(A sequence of records)
· · · ·

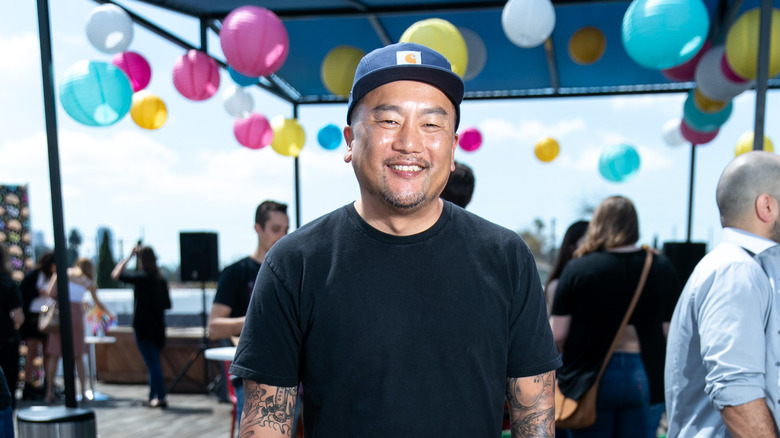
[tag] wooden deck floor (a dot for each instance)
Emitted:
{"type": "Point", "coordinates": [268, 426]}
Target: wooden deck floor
{"type": "Point", "coordinates": [188, 415]}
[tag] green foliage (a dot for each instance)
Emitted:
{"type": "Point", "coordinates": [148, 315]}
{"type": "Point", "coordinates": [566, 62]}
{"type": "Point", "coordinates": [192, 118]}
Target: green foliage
{"type": "Point", "coordinates": [539, 243]}
{"type": "Point", "coordinates": [105, 264]}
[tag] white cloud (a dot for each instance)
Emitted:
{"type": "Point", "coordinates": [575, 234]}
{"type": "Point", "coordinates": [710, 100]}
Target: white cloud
{"type": "Point", "coordinates": [528, 131]}
{"type": "Point", "coordinates": [19, 56]}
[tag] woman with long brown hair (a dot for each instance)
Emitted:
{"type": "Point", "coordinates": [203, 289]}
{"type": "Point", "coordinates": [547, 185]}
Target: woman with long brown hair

· · · ·

### Work to be completed
Format every line of the data above as a Markdown table with two columns, "Number" for the row number and "Text" for the line itself, omitting any blank lines. Leave the pictures out of the table.

### Response
| Number | Text |
|---|---|
| 1 | [tag] wooden deck floor (a dot for each instance) |
| 2 | Emitted: |
| 3 | {"type": "Point", "coordinates": [268, 426]} |
| 4 | Target: wooden deck floor |
| 5 | {"type": "Point", "coordinates": [188, 415]} |
| 6 | [tag] green foliage (a dot for each instance) |
| 7 | Emitted: |
| 8 | {"type": "Point", "coordinates": [148, 315]} |
| 9 | {"type": "Point", "coordinates": [566, 62]} |
| 10 | {"type": "Point", "coordinates": [192, 118]} |
| 11 | Target: green foliage |
| 12 | {"type": "Point", "coordinates": [539, 243]} |
| 13 | {"type": "Point", "coordinates": [105, 264]} |
| 14 | [tag] white cloud (a dot for each instance) |
| 15 | Emitted: |
| 16 | {"type": "Point", "coordinates": [575, 234]} |
| 17 | {"type": "Point", "coordinates": [710, 100]} |
| 18 | Target: white cloud |
| 19 | {"type": "Point", "coordinates": [528, 131]} |
| 20 | {"type": "Point", "coordinates": [19, 56]} |
| 21 | [tag] woman with long brown hair (a dot for each instance) |
| 22 | Emitted: |
| 23 | {"type": "Point", "coordinates": [203, 289]} |
| 24 | {"type": "Point", "coordinates": [547, 185]} |
| 25 | Target: woman with long brown hair |